• _What to work on_: Arrange all of the data below as a numbered list, skipping blank lines and leaving out any pictures.

━━━━━━━━━━━━━━━━

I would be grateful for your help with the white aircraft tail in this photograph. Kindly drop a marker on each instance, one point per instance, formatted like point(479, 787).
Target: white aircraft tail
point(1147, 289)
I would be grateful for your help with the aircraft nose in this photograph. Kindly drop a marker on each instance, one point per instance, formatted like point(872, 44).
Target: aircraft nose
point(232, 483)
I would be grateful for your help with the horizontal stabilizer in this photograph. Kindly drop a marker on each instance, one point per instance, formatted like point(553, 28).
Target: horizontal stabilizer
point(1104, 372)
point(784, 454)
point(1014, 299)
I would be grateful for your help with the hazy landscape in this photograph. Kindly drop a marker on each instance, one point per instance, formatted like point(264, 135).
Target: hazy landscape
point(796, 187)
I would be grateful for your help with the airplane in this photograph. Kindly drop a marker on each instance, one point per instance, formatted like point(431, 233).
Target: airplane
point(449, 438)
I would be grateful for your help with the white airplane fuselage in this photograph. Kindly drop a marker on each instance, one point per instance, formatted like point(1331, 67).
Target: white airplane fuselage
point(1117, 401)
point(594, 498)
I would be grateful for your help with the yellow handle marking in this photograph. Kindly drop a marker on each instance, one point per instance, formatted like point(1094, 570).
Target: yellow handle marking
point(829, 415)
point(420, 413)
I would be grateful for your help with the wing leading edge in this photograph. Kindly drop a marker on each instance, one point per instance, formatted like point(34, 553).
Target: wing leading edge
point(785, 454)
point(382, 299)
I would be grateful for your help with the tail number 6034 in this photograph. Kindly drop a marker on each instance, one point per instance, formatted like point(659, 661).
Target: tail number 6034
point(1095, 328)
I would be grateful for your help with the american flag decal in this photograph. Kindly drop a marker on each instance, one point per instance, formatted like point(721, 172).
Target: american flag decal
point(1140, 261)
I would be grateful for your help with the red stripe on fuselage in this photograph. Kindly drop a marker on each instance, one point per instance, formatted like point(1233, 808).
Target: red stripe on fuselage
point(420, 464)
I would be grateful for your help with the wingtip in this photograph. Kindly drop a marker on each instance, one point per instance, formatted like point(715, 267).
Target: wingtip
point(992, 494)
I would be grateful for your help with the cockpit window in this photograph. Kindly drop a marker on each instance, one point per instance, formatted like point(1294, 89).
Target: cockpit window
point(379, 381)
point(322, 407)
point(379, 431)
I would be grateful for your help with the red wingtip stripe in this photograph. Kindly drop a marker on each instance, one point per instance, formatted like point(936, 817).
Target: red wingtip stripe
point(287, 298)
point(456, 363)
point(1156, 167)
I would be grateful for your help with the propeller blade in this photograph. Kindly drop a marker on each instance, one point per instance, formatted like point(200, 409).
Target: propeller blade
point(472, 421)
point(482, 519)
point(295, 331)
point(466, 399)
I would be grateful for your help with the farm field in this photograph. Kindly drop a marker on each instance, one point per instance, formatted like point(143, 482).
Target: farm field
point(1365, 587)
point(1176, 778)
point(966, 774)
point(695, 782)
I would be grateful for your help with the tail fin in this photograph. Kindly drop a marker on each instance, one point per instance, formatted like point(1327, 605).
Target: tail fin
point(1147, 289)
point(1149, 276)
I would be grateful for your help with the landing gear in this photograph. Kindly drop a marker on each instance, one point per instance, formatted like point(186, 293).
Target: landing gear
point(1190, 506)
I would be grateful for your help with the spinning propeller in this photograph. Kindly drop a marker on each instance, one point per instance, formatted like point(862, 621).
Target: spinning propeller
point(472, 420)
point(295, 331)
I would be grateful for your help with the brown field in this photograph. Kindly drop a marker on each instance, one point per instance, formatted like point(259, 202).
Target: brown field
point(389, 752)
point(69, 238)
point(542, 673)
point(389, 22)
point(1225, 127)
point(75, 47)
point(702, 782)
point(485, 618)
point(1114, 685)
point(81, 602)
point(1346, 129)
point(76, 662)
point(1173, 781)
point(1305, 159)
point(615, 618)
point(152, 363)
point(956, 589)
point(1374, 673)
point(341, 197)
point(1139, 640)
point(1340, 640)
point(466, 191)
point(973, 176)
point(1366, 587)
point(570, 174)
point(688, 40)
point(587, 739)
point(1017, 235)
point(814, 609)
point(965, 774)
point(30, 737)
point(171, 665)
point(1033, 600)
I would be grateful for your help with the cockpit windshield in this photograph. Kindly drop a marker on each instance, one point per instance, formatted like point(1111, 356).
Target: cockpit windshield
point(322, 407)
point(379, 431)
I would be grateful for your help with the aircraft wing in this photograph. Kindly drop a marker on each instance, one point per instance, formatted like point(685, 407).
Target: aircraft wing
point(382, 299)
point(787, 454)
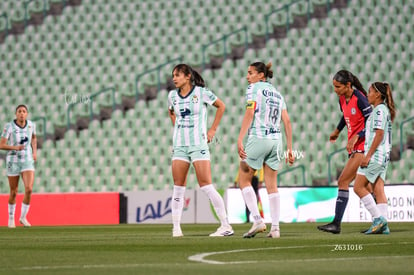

━━━━━━━━━━━━━━━━

• _Output of the exercise_:
1. I would be grateful for your help with the white aircraft tail in this photograph. Kindly drop a marker on each instance, one point per instance, formatted like point(479, 787).
2. Target: white aircraft tail
3. point(1147, 289)
4. I would be grateful for your help with the aircraft nose in this photograph. Kindly drop a marker on each instance, one point per instance, formatted like point(872, 44).
5. Target: aircraft nose
6. point(232, 483)
7. I would be grateful for your help with the horizontal stabilizer in this photograph. Kindly drop a marker on each instance, one point per instance, formatted like point(553, 28).
8. Target: horizontal stabilizer
9. point(1104, 372)
10. point(784, 454)
11. point(1014, 299)
12. I would be grateful for your help with the hazy landscape in this photograph. Kindly drop a marker on each instance, one point per instance, formatted like point(264, 135).
13. Target: hazy landscape
14. point(796, 187)
15. I would be grateful for your help with the airplane in this photograph. Kindly drop a marker on each instance, one point per instance, formatted like point(431, 233).
16. Target: airplane
17. point(449, 438)
18. I would be grateful for your help with the white airplane fuselage in this photograph. Kindly drop a marker on each instance, one point per instance, formatted like point(1331, 67).
19. Target: white airplane fuselage
20. point(1117, 401)
21. point(594, 498)
22. I would be grateful for your help with the yellow handle marking in this photograph. Kindly drop a marker on each instance, one point per instance, formatted like point(1094, 570).
23. Target: yellow handle marking
24. point(829, 415)
25. point(420, 413)
26. I would be grateful for your help with the wing leading edge in this photograph. Kindly drop a marker on each instance, one point per instance, formatted like point(34, 553).
27. Target: wing leading edge
28. point(785, 454)
29. point(382, 299)
30. I would be grateful for your help with the tail number 6034 in this photograph. Kindly drop a marker on each instance, one point per instance, formatted like point(659, 661).
31. Target: tail number 6034
32. point(1095, 328)
33. I would be grateful for your help with the american flag decal in this photograph. Kindly drop a marker on each instance, one point per instance, formatted like point(721, 172).
34. Target: american flag decal
35. point(1140, 261)
36. I would be grateful for your help with the red stripe on fuselage in this photograph. Kindly drop a marker on each instance, one point per instance, formatted like point(1233, 808).
37. Target: red stripe on fuselage
38. point(420, 464)
39. I would be grateful for your help with the wingtip in this photograph. Kindly drop a marker on each instance, one point per instance, formatted like point(715, 267).
40. Target: wingtip
41. point(992, 494)
42. I would be grateful for your help with the cockpit window in this photograph. Kindly drop a marker on each instance, one point per instance, formatted like point(1294, 89).
43. Target: cockpit window
44. point(379, 381)
45. point(322, 407)
46. point(379, 431)
47. I would be grateful for your help with the red wingtip stripe in this photograph. Kindly drop a marker on each instance, one point per instance, formatted like point(936, 817).
48. Target: red wingtip stripe
49. point(287, 298)
50. point(456, 363)
51. point(1156, 167)
52. I would be grateful for your help with the propeller blade in this photograph. Kindly drop a marker on each instance, one point per instance, formatted like point(200, 409).
53. Target: propeller blade
54. point(472, 421)
55. point(482, 519)
56. point(295, 331)
57. point(466, 399)
58. I would be grateful for your help with the farm field in this photograph. Kindly drop a marker on each instance, one point per instance, formatted like point(143, 482).
59. Target: farm field
60. point(1365, 587)
61. point(1176, 778)
62. point(966, 774)
63. point(695, 782)
64. I would be grateful for your help with the tail fin in this photograph. Kindly drop a marker on each instance, one point per instance, formatted like point(1327, 605).
65. Target: tail fin
66. point(1147, 289)
67. point(1149, 276)
68. I would be grateful for your help with the landing gear in this photograph. Kindly drop a marker on each instance, one point per instance, formatted like point(186, 293).
69. Target: landing gear
70. point(1190, 506)
71. I would be grateful for your help with the spinning propeller in this photograph. Kindly drop a marker on each instance, one point per instance, formatted like point(862, 621).
72. Target: spinning propeller
73. point(472, 420)
74. point(295, 331)
75. I would be grateful for your help with the brown field in this photograph. Kindly drop a marker on each instance, one point per instance, formatted like point(259, 202).
76. Target: brown field
77. point(389, 752)
78. point(69, 238)
79. point(542, 673)
80. point(389, 22)
81. point(1225, 127)
82. point(75, 47)
83. point(702, 782)
84. point(485, 618)
85. point(1114, 685)
86. point(81, 602)
87. point(1346, 129)
88. point(76, 662)
89. point(1173, 781)
90. point(1305, 159)
91. point(615, 618)
92. point(152, 363)
93. point(956, 589)
94. point(1374, 673)
95. point(341, 197)
96. point(1139, 640)
97. point(1340, 640)
98. point(466, 191)
99. point(973, 176)
100. point(1366, 587)
101. point(570, 174)
102. point(688, 40)
103. point(587, 739)
104. point(1017, 235)
105. point(814, 609)
106. point(965, 774)
107. point(30, 737)
108. point(171, 665)
109. point(1033, 600)
110. I would be grateful for your help with the cockpit windshield in this photograph. Kindly drop a marker on each instance, one point per instance, formatted like point(1111, 356).
111. Target: cockpit windshield
112. point(322, 407)
113. point(379, 431)
114. I would be grateful for your help with the aircraft wing in this photograph. Kindly drop a marker on each instance, one point per instance, formatted like point(685, 407).
115. Target: aircraft wing
116. point(382, 299)
117. point(787, 454)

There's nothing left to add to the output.